Quote the entries that follow exactly, leaving none out.

**ENTRIES SUPPLIED**.
——
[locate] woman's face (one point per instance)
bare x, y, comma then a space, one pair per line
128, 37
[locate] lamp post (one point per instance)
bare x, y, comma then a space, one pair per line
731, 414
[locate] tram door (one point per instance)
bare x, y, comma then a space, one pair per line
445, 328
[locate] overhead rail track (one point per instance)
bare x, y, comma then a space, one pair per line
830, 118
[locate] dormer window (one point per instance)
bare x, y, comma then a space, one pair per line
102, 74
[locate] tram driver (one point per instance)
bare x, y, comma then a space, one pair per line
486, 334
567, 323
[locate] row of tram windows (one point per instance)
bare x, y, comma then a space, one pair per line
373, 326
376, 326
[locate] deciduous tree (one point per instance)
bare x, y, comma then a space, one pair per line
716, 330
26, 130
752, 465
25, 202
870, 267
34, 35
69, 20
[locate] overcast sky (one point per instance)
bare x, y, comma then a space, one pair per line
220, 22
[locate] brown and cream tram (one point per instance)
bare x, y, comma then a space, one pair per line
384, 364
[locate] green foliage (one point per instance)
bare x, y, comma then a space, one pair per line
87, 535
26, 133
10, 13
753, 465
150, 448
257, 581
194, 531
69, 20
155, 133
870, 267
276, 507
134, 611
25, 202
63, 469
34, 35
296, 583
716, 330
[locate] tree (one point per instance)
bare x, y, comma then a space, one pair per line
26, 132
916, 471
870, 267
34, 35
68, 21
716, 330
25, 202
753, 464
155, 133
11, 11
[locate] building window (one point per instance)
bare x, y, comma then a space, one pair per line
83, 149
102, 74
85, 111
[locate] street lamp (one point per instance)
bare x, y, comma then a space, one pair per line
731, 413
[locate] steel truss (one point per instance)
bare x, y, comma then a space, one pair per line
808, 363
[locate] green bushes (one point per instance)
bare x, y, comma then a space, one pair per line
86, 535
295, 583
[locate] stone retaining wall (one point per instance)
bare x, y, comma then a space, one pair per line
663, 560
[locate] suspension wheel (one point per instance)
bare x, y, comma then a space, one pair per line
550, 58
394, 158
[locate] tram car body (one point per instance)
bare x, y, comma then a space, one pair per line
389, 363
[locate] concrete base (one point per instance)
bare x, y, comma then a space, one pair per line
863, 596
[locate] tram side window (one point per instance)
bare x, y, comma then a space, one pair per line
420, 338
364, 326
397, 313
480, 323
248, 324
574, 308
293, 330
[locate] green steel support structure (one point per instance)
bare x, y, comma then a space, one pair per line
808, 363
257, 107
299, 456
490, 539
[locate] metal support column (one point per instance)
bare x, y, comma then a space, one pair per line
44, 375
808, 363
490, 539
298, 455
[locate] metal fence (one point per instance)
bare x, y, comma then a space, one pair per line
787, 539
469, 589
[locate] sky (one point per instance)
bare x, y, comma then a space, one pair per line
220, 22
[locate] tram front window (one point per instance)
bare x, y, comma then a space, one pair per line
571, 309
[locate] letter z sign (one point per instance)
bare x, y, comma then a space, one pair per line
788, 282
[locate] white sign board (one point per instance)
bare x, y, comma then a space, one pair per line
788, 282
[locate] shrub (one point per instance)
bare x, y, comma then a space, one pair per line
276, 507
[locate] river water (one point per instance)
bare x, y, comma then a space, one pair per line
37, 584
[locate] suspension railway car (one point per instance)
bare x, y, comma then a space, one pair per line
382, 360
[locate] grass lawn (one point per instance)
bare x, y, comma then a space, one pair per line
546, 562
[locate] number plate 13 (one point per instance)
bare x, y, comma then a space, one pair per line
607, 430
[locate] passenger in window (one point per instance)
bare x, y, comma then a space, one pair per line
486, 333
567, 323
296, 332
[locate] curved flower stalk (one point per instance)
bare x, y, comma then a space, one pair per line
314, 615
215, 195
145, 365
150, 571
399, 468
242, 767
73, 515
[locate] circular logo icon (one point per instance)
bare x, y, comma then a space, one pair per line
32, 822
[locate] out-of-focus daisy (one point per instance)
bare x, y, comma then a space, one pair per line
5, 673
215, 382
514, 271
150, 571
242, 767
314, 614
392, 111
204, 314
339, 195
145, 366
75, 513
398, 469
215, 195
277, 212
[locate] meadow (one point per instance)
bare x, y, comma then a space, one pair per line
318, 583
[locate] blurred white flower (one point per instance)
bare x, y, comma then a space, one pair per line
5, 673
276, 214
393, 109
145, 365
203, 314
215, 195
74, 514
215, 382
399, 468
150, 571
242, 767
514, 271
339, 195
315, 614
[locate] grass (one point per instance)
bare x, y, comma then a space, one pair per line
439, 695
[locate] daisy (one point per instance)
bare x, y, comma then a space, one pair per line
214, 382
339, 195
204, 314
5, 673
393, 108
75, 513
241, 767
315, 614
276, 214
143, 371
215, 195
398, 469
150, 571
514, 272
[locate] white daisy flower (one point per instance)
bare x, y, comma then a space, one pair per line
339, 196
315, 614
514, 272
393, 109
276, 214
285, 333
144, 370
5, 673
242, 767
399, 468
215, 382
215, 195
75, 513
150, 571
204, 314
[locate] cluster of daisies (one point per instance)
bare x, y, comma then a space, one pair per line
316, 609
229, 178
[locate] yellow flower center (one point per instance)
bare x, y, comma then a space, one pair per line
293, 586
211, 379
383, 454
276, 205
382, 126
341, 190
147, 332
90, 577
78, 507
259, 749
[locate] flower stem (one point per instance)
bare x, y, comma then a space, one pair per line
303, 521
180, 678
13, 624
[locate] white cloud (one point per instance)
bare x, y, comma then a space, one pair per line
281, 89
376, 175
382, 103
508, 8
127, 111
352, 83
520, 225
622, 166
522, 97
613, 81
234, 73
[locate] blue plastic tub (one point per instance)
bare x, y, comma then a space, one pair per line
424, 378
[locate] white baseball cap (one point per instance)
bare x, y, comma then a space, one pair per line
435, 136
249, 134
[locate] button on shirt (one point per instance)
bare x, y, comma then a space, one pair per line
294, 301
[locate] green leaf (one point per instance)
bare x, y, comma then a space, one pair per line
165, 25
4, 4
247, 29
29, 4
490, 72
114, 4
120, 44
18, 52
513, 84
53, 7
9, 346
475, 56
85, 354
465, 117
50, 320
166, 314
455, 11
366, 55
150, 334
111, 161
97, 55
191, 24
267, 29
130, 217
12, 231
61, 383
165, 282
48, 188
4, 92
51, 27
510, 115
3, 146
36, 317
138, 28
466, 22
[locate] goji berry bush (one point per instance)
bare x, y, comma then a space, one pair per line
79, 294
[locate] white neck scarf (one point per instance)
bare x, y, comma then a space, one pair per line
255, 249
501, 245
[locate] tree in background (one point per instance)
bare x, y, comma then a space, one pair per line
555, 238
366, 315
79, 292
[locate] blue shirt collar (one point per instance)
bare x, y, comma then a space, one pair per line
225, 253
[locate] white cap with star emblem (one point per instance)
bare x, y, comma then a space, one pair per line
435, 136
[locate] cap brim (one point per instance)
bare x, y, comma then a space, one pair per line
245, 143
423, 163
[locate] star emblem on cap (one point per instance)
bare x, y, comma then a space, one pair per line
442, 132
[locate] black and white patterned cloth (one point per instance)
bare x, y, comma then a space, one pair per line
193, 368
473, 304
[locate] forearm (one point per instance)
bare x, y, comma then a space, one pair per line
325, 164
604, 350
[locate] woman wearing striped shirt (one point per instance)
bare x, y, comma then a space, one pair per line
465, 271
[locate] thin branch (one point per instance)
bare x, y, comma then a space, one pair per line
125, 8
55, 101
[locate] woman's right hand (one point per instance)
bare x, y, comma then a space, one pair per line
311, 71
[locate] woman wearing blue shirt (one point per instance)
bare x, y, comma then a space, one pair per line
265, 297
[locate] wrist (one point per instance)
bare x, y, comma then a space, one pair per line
——
**CORRECT RESULT**.
[locate] woman's face (one point per instance)
bare x, y, comma then a space, one pair per line
128, 37
[locate] lamp post (one point per instance)
bare x, y, comma then a space, one pair per line
731, 414
[locate] tram door (one point per instance)
bare x, y, comma then a space, one pair per line
445, 328
[locate] overhead rail track (one point per instance)
bare x, y, comma then a space, one pair per line
830, 118
[locate] dormer window (one point per instance)
bare x, y, comma then a space, one pair per line
102, 74
[locate] tram driver (one point per instance)
bare x, y, comma then a space, one pair per line
486, 334
567, 323
[locate] row of tram windows (one point per instance)
bare x, y, comma then a space, one pair per line
373, 326
376, 326
[locate] deciduous tree (one point per instance)
bare x, y, comma then a space, one pair per line
716, 330
26, 130
752, 465
25, 202
870, 267
34, 35
69, 20
[locate] overcast sky (one point per instance)
bare x, y, comma then a space, one pair per line
220, 22
[locate] brown and cream tram (one point per instance)
bare x, y, comma then a space, one pair per line
384, 364
[locate] green foliage (one point per instance)
bare x, y, comma then a space, one pair per line
87, 535
26, 133
10, 13
753, 465
150, 448
257, 581
194, 531
69, 20
155, 133
870, 267
276, 507
134, 611
25, 202
63, 469
34, 35
296, 583
716, 330
[locate] tree (one point per instance)
bare x, y, comma then a space, one pair per line
26, 132
916, 471
870, 267
34, 35
68, 21
716, 330
25, 202
753, 464
155, 133
11, 11
[locate] building window (one point per instance)
bare x, y, comma then a space, one pair per line
83, 149
102, 74
85, 111
[locate] street lamp (one point per instance)
bare x, y, comma then a space, one pair per line
731, 413
[locate] steel truss (one point per instance)
bare x, y, comma then a space, one pair per line
808, 363
[locate] green bushes (one point per instance)
bare x, y, comma then a space, one pair per line
86, 535
295, 583
[locate] stone retaining wall (one point per instance)
bare x, y, comma then a space, one pair per line
663, 560
[locate] suspension wheel (one point per instance)
bare x, y, comma then a space, one pair per line
550, 58
394, 158
[locate] tram car body (one point per instance)
bare x, y, comma then a space, one pair per line
389, 363
[locate] concrete base (one point per instance)
bare x, y, comma then a space, one pair per line
863, 596
[locate] tram side window (one point per instance)
bare x, y, comma then a space, one pair per line
420, 338
364, 326
397, 313
480, 323
248, 324
574, 308
293, 330
[locate] green steel support structure (one point per instance)
bare x, y, comma then a space, one pair per line
808, 363
257, 107
299, 456
490, 539
[locate] metal support column (one point per instance)
bare x, y, comma then a space, one pair per line
44, 375
808, 363
490, 539
298, 455
[locate] metal fence (one point per instance)
bare x, y, comma then a space, one pair per line
787, 539
469, 589
[locate] sky (one point per instance)
bare x, y, comma then a space, one pair per line
220, 22
[locate] tram front window (one point per instance)
bare x, y, comma then a space, one pair per line
571, 309
[locate] letter z sign (one point per instance)
bare x, y, comma then a space, one pair per line
788, 282
[locate] white sign board (one point per instance)
bare x, y, comma then a space, one pair per line
788, 282
[locate] shrub (one point per instance)
bare x, y, comma then a space, one pair per line
276, 507
[locate] river water (one point per instance)
bare x, y, comma then a space, one pair per line
37, 584
[locate] suspension railway car (one point per instance)
bare x, y, comma then a space, one pair per line
382, 360
[locate] grass lawn (one point per instance)
bare x, y, comma then a space, one pair per line
546, 562
[locate] number plate 13 (one point per instance)
bare x, y, comma then a space, one pair per line
607, 430
[locate] passenger in window (one point per instance)
bare x, y, comma then a space, one pair per line
486, 333
567, 323
296, 332
[locate] curved flower stalk (one point per instance)
bare x, y, comma then a space, one pair per line
314, 615
215, 195
145, 365
150, 571
399, 468
242, 767
73, 515
[locate] circular logo icon (one point per instance)
bare x, y, comma then a space, one pair per line
32, 822
[locate] out-of-focus daisy (one point per instance)
bare x, y, comma then a space, one pair per line
5, 673
215, 382
514, 271
150, 571
242, 767
314, 614
392, 111
204, 314
339, 195
145, 366
75, 513
398, 469
215, 195
277, 212
[locate] meadow (one point per instance)
bare x, y, comma then a space, one pair per line
318, 583
[locate] blurred white flower (one point per instance)
bare x, y, comma then a space, one pair per line
5, 673
276, 214
393, 109
145, 365
203, 314
215, 195
74, 514
215, 382
399, 468
150, 571
242, 767
514, 271
339, 195
315, 614
[locate] grass (one point per instance)
bare x, y, comma then a space, one pair per line
439, 695
[locate] daisy (one point per instance)
bare x, y, comma then a space, one pair per line
214, 382
339, 195
204, 314
5, 673
393, 108
75, 513
241, 767
315, 614
276, 214
143, 371
215, 195
398, 469
150, 571
514, 272
[locate] white daisy flower (one point per instance)
bare x, y, comma then a space, one pair per line
339, 196
315, 614
514, 272
393, 109
276, 214
285, 333
144, 370
5, 673
242, 767
399, 468
215, 382
215, 195
75, 513
150, 571
204, 314
[locate] cluster of daisies (one point per instance)
bare x, y, comma then a space, one pair per line
316, 609
229, 178
[locate] yellow flower center (one point per instance)
bare x, y, comma then a space, one pair per line
293, 586
211, 379
383, 454
276, 205
382, 126
341, 190
147, 332
90, 577
78, 507
259, 749
[locate] flower stem (one point per instance)
bare x, y, comma then a space, one pair per line
303, 521
180, 678
13, 624
[locate] white cloud (one point per instance)
bare x, y, comma then a space, one pair per line
281, 89
376, 175
382, 103
508, 8
127, 111
352, 83
520, 225
622, 166
522, 97
613, 81
234, 73
[locate] blue plastic tub (one point per instance)
bare x, y, comma then a space, one pair per line
424, 378
[locate] white baseball cap (one point per instance)
bare x, y, comma then a space, one pair per line
435, 136
249, 134
[locate] button on shirt (one point per instance)
bare x, y, comma then a space, one pair per line
294, 301
[locate] green leaf (one point per instance)
bare x, y, comma then a space, one pair per line
165, 25
4, 4
247, 29
29, 4
490, 72
114, 4
120, 44
18, 52
513, 84
53, 7
9, 346
475, 56
85, 354
465, 117
50, 320
166, 314
455, 11
366, 55
150, 334
111, 161
97, 55
191, 24
267, 29
130, 217
12, 231
61, 383
165, 282
48, 188
4, 92
51, 27
510, 115
3, 146
36, 317
138, 28
466, 22
[locate] goji berry bush (one point per instance)
bare x, y, comma then a space, one pair per line
79, 294
[locate] white neck scarf (one point per instance)
bare x, y, comma then a space, one pair per line
255, 249
501, 245
[locate] tree in background (one point per instance)
bare x, y, comma then a space, one pair per line
555, 238
366, 315
79, 292
[locate] blue shirt collar (one point per instance)
bare x, y, comma then a space, one pair per line
225, 253
[locate] white cap with star emblem (one point per instance)
bare x, y, comma then a space, one pair per line
435, 136
[locate] cap brim (one point per instance)
bare x, y, comma then a space, one pair per line
245, 143
423, 163
[locate] star emblem on cap (one point per instance)
bare x, y, comma then a space, one pair per line
442, 132
[locate] black and white patterned cloth (one point per instance)
bare x, y, comma then a space, one pair per line
193, 368
473, 304
[locate] forearm (one point per instance)
bare x, y, comma then a space, one pair per line
325, 164
604, 350
[locate] woman wearing striped shirt (one point per instance)
bare x, y, comma then a space, one pair per line
465, 271
[locate] thin branch (one point per instance)
bare x, y, comma then a space, one pair per line
125, 8
55, 101
[locate] woman's right hand (one point per instance)
bare x, y, comma then a space, one pair per line
311, 71
[locate] woman wearing blue shirt (one point per instance)
bare x, y, comma then a space, one pair per line
265, 297
[locate] wrist (one point per instance)
bare x, y, comma then a space, one pair per line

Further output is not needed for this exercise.